**Given instruction 1**
In the listing, reproduce only the stretch from the line containing "segment the parking sign" through the line containing "173L134 173L135 169L135", substituting "street sign" for "parking sign" and changing nothing else.

**Extract to read**
::::::::

My husband (Arthur Aron, Stony Brook University Research Professor; currently UC Berkeley Visiting Scholar) and I have been studying love since the two of us fell in love, quite a few years ago. He wrote his dissertation on it, and has spent most of his life researching it. While I now spend more time studying "the highly sensitive person," this is still his first passion.
The first point we want to make is that the 36 questions were designed for another, equally interesting, purpose besides your falling in love! Do read more about their background, below. But if you stop reading soon, please know that those 36 are only suggestions. If you are going to use this approach with more than one person, or more than once with a particular partner, you may need to make up new questions so your answers don't become rote. Whatever questions you use, they should gradually escalate in personalness. If you don't want to rewrite them, you could use every third or fourth from the list of 36, one or a few from each of the three sections, but always include the ones that build the particular relationship, such as the three things you both have in common.

::::::::

**Given instruction 2**
Name every distinct ordinal word used in the passage about the 36 questions.

(Shape annotation entries)
::::::::

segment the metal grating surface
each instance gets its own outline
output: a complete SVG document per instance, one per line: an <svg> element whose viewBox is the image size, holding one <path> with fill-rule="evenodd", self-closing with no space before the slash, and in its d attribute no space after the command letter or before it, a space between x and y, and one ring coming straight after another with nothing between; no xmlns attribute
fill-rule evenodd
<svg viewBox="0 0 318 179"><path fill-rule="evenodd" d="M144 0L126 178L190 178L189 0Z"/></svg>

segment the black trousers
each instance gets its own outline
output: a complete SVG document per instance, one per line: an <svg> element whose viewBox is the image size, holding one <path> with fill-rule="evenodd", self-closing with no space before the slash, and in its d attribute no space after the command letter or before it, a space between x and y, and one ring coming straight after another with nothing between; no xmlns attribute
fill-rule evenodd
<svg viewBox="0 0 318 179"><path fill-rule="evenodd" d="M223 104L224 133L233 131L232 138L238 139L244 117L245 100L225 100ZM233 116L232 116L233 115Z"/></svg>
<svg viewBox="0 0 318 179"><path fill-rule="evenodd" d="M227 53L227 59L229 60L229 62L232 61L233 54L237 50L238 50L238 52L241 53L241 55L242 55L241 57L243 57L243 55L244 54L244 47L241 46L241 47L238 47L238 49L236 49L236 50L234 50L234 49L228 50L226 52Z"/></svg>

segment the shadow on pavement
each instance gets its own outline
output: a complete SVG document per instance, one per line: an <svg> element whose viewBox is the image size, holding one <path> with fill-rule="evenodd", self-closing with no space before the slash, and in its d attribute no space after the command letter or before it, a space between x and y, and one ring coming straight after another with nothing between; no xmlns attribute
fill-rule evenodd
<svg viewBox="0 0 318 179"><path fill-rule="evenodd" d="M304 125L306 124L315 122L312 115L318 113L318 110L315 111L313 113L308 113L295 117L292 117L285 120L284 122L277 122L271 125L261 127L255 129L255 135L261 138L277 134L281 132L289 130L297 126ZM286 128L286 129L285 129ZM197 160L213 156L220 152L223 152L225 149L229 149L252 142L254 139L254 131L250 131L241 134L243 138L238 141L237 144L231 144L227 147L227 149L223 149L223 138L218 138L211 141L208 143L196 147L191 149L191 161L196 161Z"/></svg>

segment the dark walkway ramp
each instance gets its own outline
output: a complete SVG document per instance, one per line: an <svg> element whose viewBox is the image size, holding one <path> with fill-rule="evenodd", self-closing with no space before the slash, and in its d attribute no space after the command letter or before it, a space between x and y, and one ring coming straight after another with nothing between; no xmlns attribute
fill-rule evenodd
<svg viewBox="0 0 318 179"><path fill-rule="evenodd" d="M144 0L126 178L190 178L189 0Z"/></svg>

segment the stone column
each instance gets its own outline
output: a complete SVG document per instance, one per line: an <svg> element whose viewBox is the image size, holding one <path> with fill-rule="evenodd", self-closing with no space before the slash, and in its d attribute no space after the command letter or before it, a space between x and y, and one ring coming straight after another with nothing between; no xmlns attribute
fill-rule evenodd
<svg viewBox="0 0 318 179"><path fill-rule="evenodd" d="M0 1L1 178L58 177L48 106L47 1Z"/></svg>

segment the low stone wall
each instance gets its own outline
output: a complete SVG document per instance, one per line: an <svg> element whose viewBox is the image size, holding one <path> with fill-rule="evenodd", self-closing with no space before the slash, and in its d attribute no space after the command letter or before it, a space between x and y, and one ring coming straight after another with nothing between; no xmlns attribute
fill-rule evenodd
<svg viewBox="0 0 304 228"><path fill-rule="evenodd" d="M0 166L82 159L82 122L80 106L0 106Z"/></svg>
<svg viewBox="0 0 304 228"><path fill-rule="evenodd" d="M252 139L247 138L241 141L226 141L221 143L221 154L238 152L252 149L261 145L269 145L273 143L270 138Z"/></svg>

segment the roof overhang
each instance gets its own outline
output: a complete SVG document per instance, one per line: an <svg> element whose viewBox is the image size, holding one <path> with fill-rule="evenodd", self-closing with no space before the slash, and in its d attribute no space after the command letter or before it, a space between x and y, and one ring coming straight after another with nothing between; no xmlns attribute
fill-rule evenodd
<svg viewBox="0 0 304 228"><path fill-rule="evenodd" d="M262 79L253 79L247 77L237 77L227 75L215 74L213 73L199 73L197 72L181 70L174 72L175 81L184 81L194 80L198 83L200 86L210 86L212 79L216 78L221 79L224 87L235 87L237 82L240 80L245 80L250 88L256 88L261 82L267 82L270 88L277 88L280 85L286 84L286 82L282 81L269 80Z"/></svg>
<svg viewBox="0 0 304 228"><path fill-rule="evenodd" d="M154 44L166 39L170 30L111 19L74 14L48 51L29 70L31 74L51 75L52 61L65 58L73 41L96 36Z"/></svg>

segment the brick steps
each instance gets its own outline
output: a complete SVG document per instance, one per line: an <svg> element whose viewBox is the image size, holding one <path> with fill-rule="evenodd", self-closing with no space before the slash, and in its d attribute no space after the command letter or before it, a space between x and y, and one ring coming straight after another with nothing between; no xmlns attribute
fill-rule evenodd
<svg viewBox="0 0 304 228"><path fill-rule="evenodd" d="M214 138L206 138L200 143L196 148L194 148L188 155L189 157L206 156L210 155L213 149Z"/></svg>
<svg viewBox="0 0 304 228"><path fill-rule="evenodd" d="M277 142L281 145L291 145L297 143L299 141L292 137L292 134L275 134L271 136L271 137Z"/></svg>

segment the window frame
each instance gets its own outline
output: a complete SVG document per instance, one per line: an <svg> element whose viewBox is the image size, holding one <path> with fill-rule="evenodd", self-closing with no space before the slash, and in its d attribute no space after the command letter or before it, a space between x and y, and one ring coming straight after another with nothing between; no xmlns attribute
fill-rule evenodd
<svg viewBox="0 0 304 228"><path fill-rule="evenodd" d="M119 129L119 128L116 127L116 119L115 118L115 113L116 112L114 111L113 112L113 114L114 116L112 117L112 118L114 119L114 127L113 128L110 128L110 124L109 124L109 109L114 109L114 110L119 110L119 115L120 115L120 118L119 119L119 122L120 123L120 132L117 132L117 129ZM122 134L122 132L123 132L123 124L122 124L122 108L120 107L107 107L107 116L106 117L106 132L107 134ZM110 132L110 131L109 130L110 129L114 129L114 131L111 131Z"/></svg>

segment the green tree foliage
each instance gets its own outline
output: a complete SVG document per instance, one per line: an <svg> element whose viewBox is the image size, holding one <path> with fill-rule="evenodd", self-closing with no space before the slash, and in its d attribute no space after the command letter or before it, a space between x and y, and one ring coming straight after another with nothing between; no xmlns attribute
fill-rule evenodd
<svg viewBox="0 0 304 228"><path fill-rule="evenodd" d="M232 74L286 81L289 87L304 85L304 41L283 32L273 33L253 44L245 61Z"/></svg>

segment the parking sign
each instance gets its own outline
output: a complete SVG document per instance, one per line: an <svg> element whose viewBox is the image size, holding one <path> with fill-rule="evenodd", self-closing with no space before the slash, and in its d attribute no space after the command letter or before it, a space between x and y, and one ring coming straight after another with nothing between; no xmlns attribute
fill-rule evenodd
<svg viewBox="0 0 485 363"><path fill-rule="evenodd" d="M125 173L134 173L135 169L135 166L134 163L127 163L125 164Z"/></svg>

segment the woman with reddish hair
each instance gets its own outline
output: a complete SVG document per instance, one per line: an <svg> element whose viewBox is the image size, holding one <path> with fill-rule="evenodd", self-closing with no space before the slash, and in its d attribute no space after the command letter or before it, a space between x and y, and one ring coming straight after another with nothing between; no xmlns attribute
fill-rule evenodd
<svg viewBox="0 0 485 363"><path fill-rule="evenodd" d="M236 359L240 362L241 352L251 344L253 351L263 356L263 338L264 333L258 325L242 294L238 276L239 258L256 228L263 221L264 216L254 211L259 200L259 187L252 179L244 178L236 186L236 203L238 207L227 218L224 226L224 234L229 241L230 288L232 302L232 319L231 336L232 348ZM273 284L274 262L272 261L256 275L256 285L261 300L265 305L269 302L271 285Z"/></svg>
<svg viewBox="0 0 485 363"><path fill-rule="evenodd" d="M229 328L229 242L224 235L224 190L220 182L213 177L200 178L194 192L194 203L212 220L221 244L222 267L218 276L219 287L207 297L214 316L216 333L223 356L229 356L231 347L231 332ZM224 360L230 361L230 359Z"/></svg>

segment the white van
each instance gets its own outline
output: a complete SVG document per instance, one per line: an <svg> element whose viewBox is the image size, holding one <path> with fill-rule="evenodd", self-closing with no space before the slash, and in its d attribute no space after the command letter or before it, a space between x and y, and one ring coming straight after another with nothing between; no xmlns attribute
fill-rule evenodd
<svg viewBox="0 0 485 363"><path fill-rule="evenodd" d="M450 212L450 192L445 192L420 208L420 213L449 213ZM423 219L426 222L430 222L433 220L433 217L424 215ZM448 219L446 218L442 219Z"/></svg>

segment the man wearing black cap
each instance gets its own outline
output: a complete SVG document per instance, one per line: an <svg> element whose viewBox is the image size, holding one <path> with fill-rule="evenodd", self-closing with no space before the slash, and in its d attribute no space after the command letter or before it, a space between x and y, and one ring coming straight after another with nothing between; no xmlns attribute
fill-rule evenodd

::::::::

**Problem solution 1**
segment the street sign
each instance gets its own outline
output: a complete SVG document per instance, one per line: an <svg> element whose viewBox is the image size, holding one <path> with fill-rule="evenodd", self-closing with no space before the slash, and in its d attribute no space after the command letter or before it, a space between x and y, and one ring coming straight after another with nothing between; no xmlns attribute
fill-rule evenodd
<svg viewBox="0 0 485 363"><path fill-rule="evenodd" d="M125 173L134 173L135 169L135 166L134 163L127 163L125 164Z"/></svg>

**Problem solution 2**
first, third, fourth